AVAILABLE DATA Block Start

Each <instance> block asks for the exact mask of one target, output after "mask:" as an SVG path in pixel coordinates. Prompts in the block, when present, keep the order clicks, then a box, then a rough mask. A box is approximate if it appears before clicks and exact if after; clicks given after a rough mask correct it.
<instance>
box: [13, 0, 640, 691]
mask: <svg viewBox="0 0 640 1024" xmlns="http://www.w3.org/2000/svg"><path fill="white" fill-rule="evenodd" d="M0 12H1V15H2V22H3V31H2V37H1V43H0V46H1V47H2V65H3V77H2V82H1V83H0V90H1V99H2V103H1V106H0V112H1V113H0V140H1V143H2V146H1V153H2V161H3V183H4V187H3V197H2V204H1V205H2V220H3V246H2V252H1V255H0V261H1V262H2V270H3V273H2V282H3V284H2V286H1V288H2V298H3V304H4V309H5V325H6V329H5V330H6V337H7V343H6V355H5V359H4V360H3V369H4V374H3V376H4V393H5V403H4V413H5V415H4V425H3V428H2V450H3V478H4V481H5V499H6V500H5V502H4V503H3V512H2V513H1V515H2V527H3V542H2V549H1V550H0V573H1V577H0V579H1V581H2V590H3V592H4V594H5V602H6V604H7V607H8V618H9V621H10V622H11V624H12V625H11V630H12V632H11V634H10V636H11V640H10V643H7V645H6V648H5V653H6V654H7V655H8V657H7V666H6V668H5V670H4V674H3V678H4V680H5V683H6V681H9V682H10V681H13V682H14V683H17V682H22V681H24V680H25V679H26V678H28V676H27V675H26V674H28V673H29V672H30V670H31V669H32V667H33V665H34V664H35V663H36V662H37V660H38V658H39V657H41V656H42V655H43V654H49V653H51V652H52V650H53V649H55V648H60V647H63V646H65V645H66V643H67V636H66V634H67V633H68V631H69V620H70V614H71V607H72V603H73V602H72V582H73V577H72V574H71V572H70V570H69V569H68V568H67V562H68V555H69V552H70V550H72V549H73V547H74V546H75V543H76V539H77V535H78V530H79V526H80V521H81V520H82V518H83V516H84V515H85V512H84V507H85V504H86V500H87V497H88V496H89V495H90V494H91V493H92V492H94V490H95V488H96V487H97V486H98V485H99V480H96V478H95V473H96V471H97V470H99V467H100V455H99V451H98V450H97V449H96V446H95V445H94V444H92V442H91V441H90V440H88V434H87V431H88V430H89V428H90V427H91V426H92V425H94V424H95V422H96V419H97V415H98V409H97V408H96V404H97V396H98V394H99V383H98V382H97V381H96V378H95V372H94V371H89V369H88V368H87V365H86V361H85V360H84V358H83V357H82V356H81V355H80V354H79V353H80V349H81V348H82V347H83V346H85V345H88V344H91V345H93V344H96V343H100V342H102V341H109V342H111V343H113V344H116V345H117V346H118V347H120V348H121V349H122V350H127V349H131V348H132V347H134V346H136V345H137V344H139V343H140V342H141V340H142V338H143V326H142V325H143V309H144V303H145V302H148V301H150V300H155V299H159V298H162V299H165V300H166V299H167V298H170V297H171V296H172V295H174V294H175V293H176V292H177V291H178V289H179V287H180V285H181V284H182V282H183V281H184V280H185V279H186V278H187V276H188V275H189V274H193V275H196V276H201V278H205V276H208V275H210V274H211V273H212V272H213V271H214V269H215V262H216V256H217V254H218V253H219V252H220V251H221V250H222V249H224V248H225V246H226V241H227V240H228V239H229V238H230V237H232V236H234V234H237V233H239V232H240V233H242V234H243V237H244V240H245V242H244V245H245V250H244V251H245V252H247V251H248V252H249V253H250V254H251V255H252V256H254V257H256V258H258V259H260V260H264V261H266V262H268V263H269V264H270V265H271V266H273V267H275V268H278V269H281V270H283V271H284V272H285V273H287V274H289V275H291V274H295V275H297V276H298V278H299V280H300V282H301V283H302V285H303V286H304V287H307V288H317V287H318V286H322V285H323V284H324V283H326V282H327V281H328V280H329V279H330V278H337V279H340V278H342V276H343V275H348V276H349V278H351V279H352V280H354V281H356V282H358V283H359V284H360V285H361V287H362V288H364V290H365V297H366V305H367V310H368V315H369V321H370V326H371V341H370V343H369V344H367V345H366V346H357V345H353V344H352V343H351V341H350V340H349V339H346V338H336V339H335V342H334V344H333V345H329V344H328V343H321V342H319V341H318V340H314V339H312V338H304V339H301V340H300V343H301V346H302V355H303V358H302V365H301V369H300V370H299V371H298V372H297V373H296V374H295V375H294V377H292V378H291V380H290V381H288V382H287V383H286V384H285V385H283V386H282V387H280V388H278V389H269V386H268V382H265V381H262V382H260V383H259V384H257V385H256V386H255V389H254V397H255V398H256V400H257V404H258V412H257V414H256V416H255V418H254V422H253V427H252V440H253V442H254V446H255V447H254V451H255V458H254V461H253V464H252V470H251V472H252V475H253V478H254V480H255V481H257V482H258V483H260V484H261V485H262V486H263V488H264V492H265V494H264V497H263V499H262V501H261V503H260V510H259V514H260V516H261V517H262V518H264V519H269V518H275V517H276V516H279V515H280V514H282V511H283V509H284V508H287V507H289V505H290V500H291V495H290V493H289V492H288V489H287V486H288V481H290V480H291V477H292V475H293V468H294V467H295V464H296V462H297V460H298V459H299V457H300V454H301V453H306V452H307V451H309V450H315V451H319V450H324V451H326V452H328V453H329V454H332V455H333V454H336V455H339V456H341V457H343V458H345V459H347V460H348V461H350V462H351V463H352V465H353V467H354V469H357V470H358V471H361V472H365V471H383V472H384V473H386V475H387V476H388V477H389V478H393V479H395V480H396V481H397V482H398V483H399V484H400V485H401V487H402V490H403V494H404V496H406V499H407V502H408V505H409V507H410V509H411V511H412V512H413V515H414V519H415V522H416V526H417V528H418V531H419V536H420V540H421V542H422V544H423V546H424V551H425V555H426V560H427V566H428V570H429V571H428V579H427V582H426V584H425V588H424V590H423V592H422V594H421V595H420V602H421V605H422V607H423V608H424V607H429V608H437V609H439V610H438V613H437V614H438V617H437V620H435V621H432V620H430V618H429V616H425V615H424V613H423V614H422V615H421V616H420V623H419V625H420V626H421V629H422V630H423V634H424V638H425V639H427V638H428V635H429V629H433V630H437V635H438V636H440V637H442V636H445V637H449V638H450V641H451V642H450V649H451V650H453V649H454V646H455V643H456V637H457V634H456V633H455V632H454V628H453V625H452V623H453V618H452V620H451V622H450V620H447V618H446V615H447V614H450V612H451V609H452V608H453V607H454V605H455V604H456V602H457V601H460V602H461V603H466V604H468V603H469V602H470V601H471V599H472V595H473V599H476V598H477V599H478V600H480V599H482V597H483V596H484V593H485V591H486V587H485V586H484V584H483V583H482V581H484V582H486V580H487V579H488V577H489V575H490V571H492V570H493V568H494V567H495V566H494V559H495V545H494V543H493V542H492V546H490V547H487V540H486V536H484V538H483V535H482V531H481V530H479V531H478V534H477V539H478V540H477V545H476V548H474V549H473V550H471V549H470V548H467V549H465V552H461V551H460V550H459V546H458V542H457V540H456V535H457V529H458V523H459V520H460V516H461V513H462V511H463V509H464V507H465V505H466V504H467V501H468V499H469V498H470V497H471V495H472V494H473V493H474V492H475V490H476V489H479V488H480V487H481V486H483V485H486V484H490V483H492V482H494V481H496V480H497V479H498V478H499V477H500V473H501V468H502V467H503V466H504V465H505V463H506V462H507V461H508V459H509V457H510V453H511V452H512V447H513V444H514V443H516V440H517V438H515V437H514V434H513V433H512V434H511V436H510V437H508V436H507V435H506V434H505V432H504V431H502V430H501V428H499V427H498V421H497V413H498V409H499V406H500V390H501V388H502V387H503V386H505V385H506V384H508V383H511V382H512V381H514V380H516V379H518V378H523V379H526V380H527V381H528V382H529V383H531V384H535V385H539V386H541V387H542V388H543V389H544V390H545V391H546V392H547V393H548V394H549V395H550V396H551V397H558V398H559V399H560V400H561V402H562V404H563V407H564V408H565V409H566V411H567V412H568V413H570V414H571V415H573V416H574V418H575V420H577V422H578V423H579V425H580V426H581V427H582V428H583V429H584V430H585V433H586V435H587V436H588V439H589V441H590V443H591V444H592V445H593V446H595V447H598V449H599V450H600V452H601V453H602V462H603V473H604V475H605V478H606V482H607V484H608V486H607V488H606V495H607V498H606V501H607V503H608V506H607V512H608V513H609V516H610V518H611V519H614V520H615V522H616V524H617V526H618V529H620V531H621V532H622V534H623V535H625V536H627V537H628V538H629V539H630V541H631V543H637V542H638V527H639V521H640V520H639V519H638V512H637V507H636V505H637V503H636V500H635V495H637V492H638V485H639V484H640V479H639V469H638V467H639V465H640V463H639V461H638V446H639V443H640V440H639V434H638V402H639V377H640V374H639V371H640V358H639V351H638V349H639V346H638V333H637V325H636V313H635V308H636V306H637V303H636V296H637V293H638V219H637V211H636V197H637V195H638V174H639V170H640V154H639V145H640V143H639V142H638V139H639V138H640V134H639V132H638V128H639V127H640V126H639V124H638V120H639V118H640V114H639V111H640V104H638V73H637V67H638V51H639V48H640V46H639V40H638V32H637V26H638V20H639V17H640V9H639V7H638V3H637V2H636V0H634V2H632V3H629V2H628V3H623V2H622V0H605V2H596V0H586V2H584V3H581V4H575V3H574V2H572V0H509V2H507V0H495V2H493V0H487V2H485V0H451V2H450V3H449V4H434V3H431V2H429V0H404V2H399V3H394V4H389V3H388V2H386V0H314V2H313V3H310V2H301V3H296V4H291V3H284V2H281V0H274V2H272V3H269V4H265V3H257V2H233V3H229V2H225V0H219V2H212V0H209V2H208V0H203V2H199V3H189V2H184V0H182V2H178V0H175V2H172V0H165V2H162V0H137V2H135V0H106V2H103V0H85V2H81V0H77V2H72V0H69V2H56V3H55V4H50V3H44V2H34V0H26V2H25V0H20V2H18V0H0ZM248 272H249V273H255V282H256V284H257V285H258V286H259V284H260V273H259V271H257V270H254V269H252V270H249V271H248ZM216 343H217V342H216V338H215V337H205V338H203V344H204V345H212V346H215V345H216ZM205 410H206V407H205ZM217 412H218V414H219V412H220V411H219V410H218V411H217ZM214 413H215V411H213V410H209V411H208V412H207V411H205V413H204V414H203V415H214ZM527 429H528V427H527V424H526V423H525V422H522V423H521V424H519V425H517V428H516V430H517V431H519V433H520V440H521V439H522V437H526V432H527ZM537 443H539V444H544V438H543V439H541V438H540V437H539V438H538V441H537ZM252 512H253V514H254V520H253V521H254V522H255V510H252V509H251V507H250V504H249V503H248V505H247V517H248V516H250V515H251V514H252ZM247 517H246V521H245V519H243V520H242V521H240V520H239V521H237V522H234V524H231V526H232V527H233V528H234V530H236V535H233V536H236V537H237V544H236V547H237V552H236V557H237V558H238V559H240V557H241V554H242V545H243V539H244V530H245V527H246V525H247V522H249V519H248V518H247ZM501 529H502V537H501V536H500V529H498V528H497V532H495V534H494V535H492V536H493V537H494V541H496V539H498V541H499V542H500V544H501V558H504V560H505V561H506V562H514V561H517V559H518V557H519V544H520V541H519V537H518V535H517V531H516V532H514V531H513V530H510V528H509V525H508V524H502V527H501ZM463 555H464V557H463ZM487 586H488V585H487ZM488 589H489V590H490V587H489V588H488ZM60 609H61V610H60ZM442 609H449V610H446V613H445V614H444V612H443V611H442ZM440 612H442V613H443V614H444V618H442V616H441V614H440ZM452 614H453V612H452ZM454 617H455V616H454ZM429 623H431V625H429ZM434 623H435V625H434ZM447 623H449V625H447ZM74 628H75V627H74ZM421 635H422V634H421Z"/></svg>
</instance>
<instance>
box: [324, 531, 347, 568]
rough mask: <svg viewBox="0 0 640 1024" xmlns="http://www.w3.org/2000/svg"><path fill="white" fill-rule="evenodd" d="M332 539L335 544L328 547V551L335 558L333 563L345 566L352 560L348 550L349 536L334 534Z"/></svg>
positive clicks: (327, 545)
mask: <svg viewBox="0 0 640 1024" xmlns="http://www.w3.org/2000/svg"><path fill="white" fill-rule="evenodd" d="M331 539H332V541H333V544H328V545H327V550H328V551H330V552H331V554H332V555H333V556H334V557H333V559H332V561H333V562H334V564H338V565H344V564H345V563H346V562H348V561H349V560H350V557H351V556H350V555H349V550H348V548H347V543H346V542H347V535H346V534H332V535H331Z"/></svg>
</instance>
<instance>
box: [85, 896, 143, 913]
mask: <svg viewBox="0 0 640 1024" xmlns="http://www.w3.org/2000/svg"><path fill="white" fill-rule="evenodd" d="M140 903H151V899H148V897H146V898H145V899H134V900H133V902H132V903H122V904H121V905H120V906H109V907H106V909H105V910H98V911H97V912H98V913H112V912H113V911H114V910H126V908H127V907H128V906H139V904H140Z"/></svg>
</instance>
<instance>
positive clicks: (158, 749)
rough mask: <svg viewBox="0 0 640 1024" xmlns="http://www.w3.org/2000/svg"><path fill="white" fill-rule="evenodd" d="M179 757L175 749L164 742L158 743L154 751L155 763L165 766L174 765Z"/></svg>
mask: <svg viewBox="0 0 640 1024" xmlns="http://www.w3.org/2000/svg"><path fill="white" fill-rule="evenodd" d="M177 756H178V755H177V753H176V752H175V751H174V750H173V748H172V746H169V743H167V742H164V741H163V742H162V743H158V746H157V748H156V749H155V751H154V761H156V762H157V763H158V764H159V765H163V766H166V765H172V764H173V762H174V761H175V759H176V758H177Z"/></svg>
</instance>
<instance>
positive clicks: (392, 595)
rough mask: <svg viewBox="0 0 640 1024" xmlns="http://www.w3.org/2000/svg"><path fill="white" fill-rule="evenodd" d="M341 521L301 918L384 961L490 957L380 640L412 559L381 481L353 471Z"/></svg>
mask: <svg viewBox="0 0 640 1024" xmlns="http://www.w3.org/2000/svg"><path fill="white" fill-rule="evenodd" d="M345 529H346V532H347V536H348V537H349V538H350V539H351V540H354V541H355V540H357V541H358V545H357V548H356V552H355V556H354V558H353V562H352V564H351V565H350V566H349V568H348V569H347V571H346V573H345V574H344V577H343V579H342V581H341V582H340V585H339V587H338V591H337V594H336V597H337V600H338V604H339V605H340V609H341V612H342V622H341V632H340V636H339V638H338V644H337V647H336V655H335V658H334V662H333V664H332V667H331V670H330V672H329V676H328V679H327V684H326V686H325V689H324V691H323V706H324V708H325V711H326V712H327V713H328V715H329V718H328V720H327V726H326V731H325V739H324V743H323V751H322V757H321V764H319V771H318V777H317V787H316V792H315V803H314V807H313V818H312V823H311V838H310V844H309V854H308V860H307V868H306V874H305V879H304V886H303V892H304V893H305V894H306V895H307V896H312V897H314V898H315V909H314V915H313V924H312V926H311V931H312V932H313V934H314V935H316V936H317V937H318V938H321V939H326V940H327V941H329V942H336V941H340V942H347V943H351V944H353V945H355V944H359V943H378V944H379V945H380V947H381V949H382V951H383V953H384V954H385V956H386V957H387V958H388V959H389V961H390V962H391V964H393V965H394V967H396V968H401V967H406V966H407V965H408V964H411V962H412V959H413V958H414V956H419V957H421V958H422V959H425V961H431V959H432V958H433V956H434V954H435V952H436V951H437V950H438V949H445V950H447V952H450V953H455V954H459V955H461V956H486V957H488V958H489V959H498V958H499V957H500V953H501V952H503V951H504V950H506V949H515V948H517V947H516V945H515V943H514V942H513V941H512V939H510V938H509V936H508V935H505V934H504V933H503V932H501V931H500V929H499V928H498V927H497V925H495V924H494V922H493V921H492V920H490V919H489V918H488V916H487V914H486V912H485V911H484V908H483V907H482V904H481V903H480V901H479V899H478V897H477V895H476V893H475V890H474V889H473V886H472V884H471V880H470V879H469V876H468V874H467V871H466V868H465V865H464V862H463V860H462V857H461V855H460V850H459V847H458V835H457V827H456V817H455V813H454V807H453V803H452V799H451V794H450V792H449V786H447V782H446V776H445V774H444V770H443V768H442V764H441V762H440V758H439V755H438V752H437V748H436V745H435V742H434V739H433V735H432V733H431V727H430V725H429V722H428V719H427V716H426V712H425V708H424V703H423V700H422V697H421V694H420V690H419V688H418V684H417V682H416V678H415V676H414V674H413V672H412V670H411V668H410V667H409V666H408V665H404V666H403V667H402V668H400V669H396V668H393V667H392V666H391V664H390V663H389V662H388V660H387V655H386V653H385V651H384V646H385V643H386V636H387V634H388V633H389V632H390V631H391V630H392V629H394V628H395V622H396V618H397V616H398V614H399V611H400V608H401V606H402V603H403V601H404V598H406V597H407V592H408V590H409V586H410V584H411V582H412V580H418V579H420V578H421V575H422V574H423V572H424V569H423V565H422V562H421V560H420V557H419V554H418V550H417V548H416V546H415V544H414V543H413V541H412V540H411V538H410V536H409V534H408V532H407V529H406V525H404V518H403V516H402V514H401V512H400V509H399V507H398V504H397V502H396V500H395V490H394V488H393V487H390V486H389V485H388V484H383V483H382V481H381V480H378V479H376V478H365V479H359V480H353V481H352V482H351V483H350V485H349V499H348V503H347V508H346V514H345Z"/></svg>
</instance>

AVAILABLE DATA Block End

WHAT THIS TASK INVOLVES =
Return, without changing a character, the stretch of lines from the very first one through the one containing "box: [13, 0, 640, 691]", counting both ends.

RESULT OF THE TASK =
Each <instance> block asks for the exact mask of one target, output after "mask:" as an SVG path in pixel coordinates. Prompts in the block, when present, keep the order clicks, then a box, then a rough mask. A box is approximate if it appears before clicks and exact if after; clicks given after a rough mask correct it.
<instance>
box: [13, 0, 640, 691]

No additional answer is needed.